* KUTIPAN HALAMAN
+++
Rendahnya budaya baca ini juga dibarengi dengan tingginya intensitas gempuran budaya global yang datang dari luar. Internet dan televisi menjadi media yang lebih akrab untuk dinikmati tiap harinya daripada membaca.  Padahal apa yang disajikan di televisi kebanyakan hanya berupa hiburan yang minim ilmu pengetahuan. Jika membuka situs di internet pun yang dibuka adalah situs jejaring sosial. Bahkan pada tahun belakangan Indonesia menjadi pengguna sebuah situs jejaring social dengan intensitas paling tinggi di antara beberapa negara di dunia.
+++
* DAFTAR CATATAN

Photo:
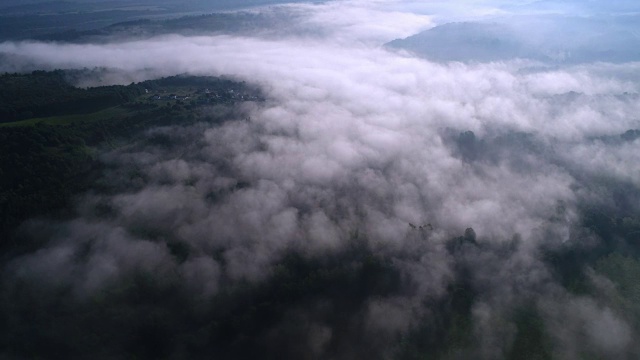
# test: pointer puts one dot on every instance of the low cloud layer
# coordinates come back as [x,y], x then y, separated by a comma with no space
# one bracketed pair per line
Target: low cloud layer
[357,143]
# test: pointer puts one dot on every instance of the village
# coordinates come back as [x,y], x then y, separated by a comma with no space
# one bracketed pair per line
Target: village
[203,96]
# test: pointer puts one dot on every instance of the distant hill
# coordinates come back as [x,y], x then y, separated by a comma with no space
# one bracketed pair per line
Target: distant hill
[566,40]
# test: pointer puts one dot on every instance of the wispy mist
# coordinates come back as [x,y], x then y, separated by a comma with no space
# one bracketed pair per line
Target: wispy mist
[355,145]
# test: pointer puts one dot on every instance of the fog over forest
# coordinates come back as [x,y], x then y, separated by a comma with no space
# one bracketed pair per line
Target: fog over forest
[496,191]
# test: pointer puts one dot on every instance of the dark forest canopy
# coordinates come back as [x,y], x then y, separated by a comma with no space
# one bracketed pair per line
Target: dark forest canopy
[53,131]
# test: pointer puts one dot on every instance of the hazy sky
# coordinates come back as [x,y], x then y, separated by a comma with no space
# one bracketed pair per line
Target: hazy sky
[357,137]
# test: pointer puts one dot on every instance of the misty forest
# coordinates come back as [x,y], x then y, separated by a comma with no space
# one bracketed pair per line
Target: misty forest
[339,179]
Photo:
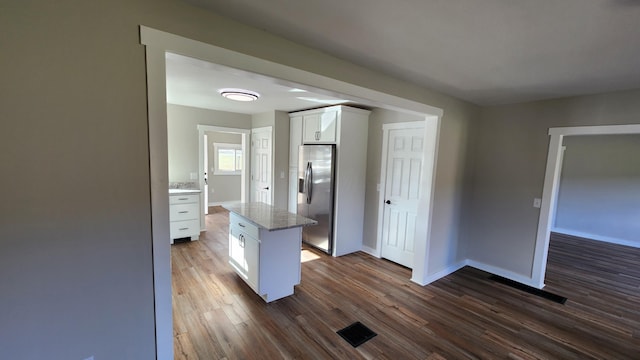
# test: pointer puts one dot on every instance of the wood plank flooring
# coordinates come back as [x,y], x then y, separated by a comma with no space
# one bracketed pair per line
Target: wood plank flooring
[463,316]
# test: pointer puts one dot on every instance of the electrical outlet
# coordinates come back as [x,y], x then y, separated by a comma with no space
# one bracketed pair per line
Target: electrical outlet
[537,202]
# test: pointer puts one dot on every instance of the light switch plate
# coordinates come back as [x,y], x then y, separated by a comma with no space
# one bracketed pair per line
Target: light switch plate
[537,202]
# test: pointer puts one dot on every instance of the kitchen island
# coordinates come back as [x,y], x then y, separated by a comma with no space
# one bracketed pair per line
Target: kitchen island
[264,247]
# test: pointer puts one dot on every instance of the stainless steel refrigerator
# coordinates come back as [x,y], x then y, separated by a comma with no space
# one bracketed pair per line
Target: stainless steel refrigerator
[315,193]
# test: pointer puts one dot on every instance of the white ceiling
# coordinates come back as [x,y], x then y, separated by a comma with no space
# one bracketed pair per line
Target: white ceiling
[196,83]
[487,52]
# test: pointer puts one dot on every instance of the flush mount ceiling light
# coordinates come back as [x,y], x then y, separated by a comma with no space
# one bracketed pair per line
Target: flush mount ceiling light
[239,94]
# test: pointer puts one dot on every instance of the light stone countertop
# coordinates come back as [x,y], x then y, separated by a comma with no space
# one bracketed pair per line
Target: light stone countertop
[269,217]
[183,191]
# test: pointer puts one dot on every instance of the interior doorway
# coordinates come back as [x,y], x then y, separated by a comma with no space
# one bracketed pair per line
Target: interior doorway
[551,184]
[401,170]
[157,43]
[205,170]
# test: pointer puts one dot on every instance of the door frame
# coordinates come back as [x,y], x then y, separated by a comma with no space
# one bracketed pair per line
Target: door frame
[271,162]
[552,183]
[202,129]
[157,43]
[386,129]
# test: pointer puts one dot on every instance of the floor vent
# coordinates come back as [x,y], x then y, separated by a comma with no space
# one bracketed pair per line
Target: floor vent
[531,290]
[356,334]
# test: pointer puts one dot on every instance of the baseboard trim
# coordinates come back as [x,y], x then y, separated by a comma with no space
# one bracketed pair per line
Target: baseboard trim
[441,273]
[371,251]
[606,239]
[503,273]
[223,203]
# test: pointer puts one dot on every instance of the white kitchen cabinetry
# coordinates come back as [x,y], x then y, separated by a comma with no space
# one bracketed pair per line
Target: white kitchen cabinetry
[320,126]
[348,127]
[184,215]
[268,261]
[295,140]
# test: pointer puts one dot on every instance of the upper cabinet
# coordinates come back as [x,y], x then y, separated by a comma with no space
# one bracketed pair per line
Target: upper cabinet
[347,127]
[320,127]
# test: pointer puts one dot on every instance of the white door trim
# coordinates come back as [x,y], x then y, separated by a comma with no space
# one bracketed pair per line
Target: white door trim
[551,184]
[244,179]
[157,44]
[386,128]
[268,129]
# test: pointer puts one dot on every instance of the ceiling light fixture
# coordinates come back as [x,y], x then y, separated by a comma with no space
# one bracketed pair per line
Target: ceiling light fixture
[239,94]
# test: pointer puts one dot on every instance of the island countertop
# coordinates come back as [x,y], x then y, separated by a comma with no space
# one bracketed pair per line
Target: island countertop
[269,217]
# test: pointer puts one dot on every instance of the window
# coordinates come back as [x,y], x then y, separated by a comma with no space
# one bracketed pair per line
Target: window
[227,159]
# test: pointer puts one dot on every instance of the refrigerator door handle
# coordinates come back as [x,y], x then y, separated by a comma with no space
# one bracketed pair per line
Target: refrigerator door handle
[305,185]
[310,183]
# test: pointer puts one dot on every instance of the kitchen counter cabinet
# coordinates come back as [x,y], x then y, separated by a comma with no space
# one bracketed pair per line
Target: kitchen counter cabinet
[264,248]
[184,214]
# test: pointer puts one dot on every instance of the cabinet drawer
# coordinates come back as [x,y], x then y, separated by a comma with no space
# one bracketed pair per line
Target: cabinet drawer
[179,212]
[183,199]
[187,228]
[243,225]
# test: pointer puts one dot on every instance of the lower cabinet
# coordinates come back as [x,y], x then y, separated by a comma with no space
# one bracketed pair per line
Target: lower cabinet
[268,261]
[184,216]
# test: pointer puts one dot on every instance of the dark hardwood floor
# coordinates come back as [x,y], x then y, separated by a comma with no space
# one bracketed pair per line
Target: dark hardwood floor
+++
* TUGAS DIBERIKAN 1
Salin persis bagian kutipan tentang budaya baca, mulai dari "Rendahnya budaya baca" sampai dengan "negara di dunia.".
* TUGAS DIBERIKAN 2
Cari setiap baris dalam catatan yang memuat kata "window", lalu salin semua baris itu. Huruf besar dan kecil dibedakan.
Kutipan dan catatan ini tidak saling berkaitan.

* JAWABAN LENGKAP 1
Rendahnya budaya baca ini juga dibarengi dengan tingginya intensitas gempuran budaya global yang datang dari luar. Internet dan televisi menjadi media yang lebih akrab untuk dinikmati tiap harinya daripada membaca.  Padahal apa yang disajikan di televisi kebanyakan hanya berupa hiburan yang minim ilmu pengetahuan. Jika membuka situs di internet pun yang dibuka adalah situs jejaring sosial. Bahkan pada tahun belakangan Indonesia menjadi pengguna sebuah situs jejaring social dengan intensitas paling tinggi di antara beberapa negara di dunia.

* JAWABAN LENGKAP 2
# test: pointer puts one dot on every instance of the window
Target: window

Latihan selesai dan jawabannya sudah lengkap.